Start of INPUT FOR THIS TASK
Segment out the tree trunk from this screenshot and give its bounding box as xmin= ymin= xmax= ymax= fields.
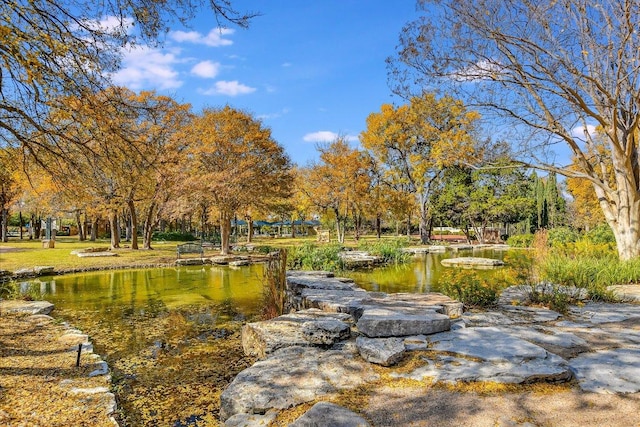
xmin=334 ymin=208 xmax=346 ymax=244
xmin=595 ymin=183 xmax=640 ymax=261
xmin=419 ymin=202 xmax=429 ymax=245
xmin=246 ymin=216 xmax=253 ymax=243
xmin=406 ymin=213 xmax=411 ymax=238
xmin=1 ymin=208 xmax=7 ymax=242
xmin=90 ymin=217 xmax=98 ymax=241
xmin=128 ymin=200 xmax=139 ymax=250
xmin=33 ymin=215 xmax=41 ymax=240
xmin=220 ymin=211 xmax=231 ymax=255
xmin=75 ymin=210 xmax=85 ymax=241
xmin=143 ymin=202 xmax=157 ymax=250
xmin=108 ymin=211 xmax=120 ymax=249
xmin=376 ymin=213 xmax=381 ymax=239
xmin=19 ymin=211 xmax=23 ymax=240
End of INPUT FOR THIS TASK
◆ ASSIGNMENT ◆
Set down all entries above again, exactly, without images.

◆ RESULT BELOW ◆
Segment out the tree trunk from this screenshot and give its bounding box as xmin= ymin= xmax= ymax= fields.
xmin=334 ymin=208 xmax=346 ymax=244
xmin=595 ymin=183 xmax=640 ymax=261
xmin=419 ymin=202 xmax=429 ymax=245
xmin=246 ymin=216 xmax=253 ymax=243
xmin=406 ymin=213 xmax=411 ymax=238
xmin=1 ymin=208 xmax=7 ymax=242
xmin=90 ymin=217 xmax=98 ymax=241
xmin=128 ymin=200 xmax=139 ymax=250
xmin=33 ymin=215 xmax=41 ymax=240
xmin=220 ymin=211 xmax=231 ymax=255
xmin=75 ymin=210 xmax=85 ymax=241
xmin=143 ymin=202 xmax=157 ymax=250
xmin=108 ymin=211 xmax=120 ymax=249
xmin=376 ymin=213 xmax=381 ymax=239
xmin=19 ymin=211 xmax=23 ymax=240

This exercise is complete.